Texte de l'exercice

+ + + + + + +

Pour rappeler rapidement les faits, l’assemblée nationale avait voté deux amendements au projet de loi destiné à proroger l’état d’urgence sanitaire.

Le premier prévoyait la fin du confinement pour le 30 novembre, et le second la fin de l’état d’urgence sanitaire pour le 14 décembre. Précisons que le gouvernement souhaitait la fixer au 16 février 2021.

Alors que le projet avait été voté à l’unanimité, il a suffi au gouvernement de bloquer les votes pour que les décisions de nos parlementaires se transforment en vœux pieux.

Et pour finir l’Assemblée nationale a rétabli l’échéance de la prolongation de l’état d’urgence sanitaire au 16 février 2021 comme l’avait souhaité le gouvernement. Tout ce bruit pour accoucher d’une souris [5] !

Kant en berne

Le principe de majorité étant prétendument déterminant en démocratie – même si ce à quoi nous assistons en ce moment au parlement nous autorise à en douter-  ne peut-on pas selon le même principe considérer que le sacré d’un tiers de la planète mérite peut-être que l’on apporte son jugement concernant le sacré avec un peu plus de circonspection.

A moins bien sûr de considérer que la planète est constituée de 84% de « connards » répartis de la façon suivante :  2 173 180 000 de Chrétiens (31% de la population mondiale), 1 598 510 000 de Musulmans (23%), 1 033 080 000 d’Hindous (15%), 487 540 000 de Bouddhistes (7%), 405 120 000 de Religieux Populaires (6%), 58 110 000 d’autre mouvements religieux (1%) : Bahaïsme, Taoïsme, Jaïnisme, Shintoïsme, Sikhisme, Tenrikyō, Wicca, Zoroastrisme…et 13 850 000 de Juifs (0,2%)[6].

Le problème aujourd’hui n’est plus me semble-t-il une question de malentendu entre ce qui est bien et ce qui est mal.

Mais bien, la question de la suppression totale de toute norme, de toute règle, de toute retenue.

A l’image de quelqu’un qui se complait dans sa diarrhée et qui ne conçoit pas qu’il soit nécessaire voire urgent de la stopper par un anti diarrhéique.

Cette logorrhée sous couvert de liberté d’expression, et donc du DROIT à s’exprimer sur tout, sans aucune limite éthique ne fait que remplacer la sacralité de milliards d’individus par la prétendue sacralité de la liberté d’expression pratiquée de façon abusive par une poignée d’individus qui n’usent pas véritablement d’une liberté fondamentale, mais du droit à déféquer sur une partie de l’humanité.

Les conséquences de ces propos ne sont donc pas jugées à l’aune de leurs conséquences mais bien à l’aune du plaisir ou de l’excitation qu’elles peuvent procurer chez celui qui les tient.

+ + + + + + +

Données fournies

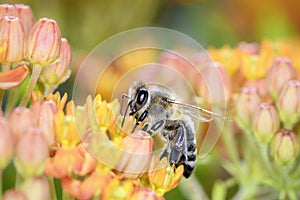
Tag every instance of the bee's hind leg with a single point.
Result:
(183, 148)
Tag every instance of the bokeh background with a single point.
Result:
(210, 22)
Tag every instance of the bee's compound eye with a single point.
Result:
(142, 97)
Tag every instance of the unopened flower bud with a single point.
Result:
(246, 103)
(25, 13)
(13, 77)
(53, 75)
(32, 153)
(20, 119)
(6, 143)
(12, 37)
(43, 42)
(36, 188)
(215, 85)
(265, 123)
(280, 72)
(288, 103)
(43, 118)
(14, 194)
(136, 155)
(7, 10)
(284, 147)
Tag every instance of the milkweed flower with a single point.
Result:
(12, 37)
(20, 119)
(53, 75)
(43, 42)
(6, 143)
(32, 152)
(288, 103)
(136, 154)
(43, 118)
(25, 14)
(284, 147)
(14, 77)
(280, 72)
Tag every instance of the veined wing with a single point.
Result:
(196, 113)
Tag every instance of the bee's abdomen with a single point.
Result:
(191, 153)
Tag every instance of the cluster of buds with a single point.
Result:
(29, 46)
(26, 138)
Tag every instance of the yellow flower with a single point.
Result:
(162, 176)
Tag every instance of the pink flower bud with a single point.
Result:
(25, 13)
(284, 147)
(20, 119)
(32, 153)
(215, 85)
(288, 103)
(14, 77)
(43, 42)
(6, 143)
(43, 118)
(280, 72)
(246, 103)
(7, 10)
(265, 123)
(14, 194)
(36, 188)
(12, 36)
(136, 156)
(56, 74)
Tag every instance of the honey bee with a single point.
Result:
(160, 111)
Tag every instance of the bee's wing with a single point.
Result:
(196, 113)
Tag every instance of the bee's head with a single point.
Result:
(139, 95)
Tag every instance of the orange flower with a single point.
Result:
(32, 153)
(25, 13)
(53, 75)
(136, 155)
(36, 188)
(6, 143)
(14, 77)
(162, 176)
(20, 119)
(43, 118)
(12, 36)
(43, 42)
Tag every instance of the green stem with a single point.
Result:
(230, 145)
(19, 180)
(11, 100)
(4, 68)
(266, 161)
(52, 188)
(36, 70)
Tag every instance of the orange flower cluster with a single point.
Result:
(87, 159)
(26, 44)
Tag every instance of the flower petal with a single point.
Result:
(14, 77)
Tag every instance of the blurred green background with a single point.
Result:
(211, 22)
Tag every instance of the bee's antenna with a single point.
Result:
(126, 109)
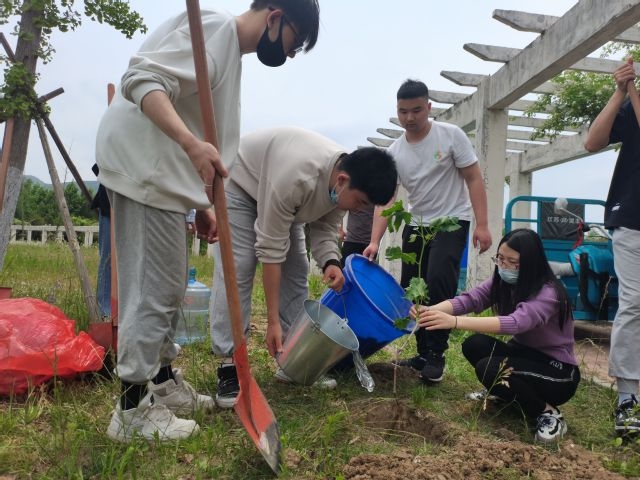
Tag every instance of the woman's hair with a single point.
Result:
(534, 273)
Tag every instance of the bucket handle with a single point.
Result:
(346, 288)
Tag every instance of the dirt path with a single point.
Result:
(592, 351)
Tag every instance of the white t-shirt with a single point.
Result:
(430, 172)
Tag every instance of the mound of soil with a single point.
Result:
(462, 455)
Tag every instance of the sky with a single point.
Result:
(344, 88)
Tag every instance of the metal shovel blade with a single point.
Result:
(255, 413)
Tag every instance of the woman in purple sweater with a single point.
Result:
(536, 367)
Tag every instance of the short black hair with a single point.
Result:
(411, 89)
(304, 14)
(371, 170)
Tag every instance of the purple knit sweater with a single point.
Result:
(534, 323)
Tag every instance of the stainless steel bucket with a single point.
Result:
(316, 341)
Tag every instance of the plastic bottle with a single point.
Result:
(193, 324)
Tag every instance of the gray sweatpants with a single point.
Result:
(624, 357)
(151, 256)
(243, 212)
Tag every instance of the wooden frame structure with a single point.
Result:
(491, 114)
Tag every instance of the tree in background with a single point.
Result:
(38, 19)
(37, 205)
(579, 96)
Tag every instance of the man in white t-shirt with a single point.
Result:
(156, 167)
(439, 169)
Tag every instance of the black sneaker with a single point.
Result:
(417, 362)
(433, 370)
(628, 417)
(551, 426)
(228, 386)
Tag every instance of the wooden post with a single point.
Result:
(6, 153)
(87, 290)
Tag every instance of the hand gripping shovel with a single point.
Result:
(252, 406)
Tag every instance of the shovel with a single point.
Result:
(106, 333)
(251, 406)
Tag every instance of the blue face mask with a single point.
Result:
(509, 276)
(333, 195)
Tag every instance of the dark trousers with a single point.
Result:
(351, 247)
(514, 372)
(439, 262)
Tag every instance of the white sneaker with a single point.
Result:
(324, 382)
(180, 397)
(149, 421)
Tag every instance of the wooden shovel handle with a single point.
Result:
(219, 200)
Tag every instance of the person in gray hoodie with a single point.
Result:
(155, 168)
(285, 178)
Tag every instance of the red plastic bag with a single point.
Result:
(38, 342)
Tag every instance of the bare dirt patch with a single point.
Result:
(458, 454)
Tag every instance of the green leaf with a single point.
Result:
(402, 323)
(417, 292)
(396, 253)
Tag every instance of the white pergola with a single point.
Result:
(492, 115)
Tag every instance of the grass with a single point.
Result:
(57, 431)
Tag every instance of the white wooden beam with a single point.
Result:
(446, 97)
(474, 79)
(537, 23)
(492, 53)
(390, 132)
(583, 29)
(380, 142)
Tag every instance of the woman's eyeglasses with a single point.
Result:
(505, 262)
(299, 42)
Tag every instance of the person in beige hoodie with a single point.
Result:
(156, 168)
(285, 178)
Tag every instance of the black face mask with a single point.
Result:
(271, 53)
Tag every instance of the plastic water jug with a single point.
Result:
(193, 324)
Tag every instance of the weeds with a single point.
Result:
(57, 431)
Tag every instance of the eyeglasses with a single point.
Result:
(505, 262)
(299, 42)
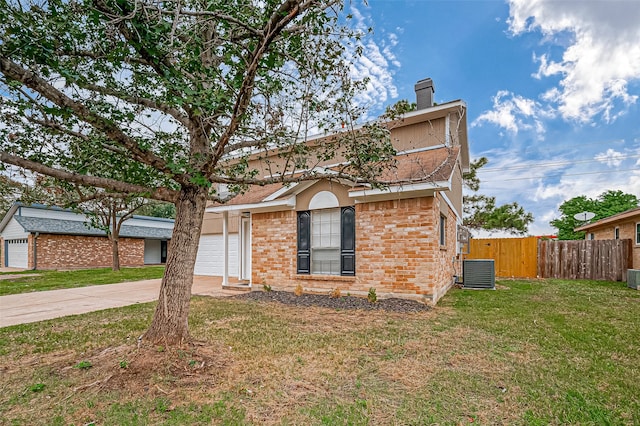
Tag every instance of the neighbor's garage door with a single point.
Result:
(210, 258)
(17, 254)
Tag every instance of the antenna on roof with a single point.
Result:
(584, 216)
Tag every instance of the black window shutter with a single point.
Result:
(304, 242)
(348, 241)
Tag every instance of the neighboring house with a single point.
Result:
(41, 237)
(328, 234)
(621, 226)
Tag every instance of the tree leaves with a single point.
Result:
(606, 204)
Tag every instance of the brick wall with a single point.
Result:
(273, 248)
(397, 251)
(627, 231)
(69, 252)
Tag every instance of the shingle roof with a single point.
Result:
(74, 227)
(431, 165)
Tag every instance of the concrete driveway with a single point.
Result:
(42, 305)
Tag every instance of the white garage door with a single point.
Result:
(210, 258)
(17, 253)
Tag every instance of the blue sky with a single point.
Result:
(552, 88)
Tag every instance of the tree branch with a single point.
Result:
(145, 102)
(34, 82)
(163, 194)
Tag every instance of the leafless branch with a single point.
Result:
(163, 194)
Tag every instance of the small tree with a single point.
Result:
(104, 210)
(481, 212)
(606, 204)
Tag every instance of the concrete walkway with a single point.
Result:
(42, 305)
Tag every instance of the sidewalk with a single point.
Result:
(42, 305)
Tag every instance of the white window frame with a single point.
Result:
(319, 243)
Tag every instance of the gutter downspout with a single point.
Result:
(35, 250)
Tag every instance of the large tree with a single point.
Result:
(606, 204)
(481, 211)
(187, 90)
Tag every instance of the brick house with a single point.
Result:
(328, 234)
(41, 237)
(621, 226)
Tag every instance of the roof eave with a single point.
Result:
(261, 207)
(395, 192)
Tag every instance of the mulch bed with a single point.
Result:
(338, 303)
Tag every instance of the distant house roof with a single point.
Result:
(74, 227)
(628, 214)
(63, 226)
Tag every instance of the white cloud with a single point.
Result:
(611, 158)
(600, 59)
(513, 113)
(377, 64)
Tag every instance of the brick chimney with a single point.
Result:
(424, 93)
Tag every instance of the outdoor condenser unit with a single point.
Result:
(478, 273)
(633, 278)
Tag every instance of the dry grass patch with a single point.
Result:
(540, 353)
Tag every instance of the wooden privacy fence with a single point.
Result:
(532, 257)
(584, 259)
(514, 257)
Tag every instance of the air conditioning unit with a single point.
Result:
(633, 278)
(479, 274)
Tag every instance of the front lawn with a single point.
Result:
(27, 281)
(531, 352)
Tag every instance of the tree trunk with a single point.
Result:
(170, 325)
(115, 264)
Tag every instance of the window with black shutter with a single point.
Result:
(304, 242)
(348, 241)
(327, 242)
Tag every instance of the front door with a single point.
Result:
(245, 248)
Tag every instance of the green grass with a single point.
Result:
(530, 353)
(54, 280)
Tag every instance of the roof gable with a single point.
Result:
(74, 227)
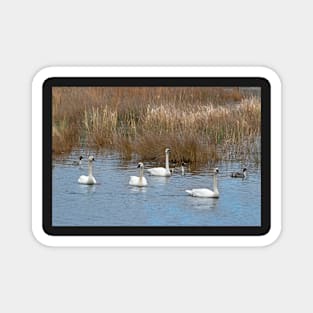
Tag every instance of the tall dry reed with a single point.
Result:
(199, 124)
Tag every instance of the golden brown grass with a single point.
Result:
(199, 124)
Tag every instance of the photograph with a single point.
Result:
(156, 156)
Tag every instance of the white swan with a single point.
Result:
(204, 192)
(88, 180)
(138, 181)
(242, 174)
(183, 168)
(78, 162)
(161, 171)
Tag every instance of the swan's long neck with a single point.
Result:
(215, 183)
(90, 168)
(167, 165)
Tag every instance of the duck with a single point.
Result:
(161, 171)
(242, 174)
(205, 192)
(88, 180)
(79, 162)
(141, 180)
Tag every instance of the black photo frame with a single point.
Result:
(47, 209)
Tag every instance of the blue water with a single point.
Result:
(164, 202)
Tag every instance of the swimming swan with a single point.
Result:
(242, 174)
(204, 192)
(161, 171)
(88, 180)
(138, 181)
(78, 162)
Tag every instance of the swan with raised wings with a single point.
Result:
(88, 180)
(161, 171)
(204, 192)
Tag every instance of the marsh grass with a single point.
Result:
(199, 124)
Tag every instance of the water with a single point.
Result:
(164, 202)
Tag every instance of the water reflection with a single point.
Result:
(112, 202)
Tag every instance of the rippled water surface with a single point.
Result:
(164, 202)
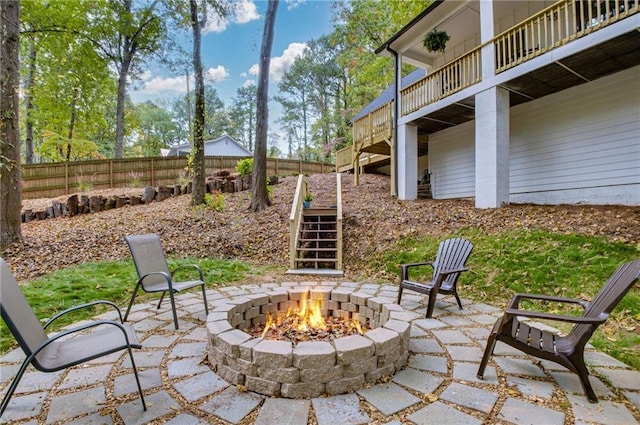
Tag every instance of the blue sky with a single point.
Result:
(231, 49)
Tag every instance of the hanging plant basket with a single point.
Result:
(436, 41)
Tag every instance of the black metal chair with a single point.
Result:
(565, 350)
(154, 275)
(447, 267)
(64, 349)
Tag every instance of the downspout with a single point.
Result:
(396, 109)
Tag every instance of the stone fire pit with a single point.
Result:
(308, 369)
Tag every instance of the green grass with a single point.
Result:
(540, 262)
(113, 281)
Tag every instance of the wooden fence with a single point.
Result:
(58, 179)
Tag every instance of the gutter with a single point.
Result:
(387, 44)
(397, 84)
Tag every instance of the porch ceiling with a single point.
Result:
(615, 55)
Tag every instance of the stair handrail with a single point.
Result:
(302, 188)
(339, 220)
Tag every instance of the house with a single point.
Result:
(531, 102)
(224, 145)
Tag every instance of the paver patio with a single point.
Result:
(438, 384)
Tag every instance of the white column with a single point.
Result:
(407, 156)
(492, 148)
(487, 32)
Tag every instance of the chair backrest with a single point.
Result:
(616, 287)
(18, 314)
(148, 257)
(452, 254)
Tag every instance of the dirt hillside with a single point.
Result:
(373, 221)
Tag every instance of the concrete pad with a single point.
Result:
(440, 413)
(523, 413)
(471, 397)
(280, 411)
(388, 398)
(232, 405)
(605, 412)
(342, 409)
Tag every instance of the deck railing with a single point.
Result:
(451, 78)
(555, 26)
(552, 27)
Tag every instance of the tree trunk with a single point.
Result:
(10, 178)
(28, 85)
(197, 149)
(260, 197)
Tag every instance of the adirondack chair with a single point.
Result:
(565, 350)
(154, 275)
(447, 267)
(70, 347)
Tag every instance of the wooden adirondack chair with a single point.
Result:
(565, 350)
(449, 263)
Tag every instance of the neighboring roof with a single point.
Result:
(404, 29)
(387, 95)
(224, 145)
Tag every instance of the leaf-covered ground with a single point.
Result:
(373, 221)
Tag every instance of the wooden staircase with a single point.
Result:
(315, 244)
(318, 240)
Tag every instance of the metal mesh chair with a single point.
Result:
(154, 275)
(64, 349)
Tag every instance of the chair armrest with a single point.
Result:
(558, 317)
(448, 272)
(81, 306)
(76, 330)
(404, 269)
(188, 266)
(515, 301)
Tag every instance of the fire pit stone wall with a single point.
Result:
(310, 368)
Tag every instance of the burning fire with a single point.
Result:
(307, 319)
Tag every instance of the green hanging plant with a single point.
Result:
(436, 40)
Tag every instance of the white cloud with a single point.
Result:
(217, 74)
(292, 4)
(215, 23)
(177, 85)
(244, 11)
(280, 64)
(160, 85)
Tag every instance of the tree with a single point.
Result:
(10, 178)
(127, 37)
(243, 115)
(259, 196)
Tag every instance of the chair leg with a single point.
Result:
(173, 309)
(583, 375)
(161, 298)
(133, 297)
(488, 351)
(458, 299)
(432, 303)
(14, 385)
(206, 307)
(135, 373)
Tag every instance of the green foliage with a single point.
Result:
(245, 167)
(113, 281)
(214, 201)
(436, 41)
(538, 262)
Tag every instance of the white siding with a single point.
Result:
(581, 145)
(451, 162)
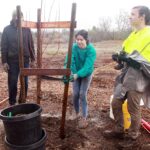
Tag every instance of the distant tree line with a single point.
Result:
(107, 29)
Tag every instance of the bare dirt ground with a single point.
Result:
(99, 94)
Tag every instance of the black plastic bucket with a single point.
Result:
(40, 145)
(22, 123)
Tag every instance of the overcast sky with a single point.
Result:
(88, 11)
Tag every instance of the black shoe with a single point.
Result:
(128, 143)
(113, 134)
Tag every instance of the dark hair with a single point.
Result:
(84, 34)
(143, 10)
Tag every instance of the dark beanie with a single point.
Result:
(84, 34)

+ + + + + + +

Consignes
a) Énumérez les mouvements que le texte sur la liberté d'expression range parmi les « autre mouvements religieux ».
b) Rédigez la suite du texte sur la liberté d'expression, en reprenant après sa dernière phrase.
Les données fournies forment un matériau à part, indépendant du texte.

Réponses
a) Bahaïsme, Taoïsme, Jaïnisme, Shintoïsme, Sikhisme, Tenrikyō, Wicca, Zoroastrisme

b)
« J’ai le droit » nous dit-on, car on peut insulter les religions mais pas les adeptes d’une religion. Subtile précision !

Mais réfléchir et agir seulement en fonction du fait que notre action ou notre parole sont passibles ou non d’une amende ou d’une réprimande c’est agir comme celui que seule la crainte de la sanction démotive de tout acte immoral.

Ce qui ressemblerait étrangement à un réflexe bassement pavlovien.

« Agis de telle sorte que la maxime de ton action puisse être érigée par ta volonté en une loi universelle ; agis de telle sorte que tu traites toujours l’humanité en toi-même et en autrui comme une fin et jamais comme un moyen ; agis comme si tu étais à la fois législateur et sujet dans la république des volontés libres et raisonnables.[7]» Non, non il ne s’agit pas des propos d’un obscur imam mais ceux du philosophe allemand Kant.

Toute action ne doit pas strictement ou exclusivement se placer sous l’égide de la loi mais aussi sous l’égide de la morale personnelle et des convictions intimes.

Faouzia Zebdi-Ghorab

Notes :

[1]Parole d’homme, Roger Garaudy, Editions Robert Laffont, page 13.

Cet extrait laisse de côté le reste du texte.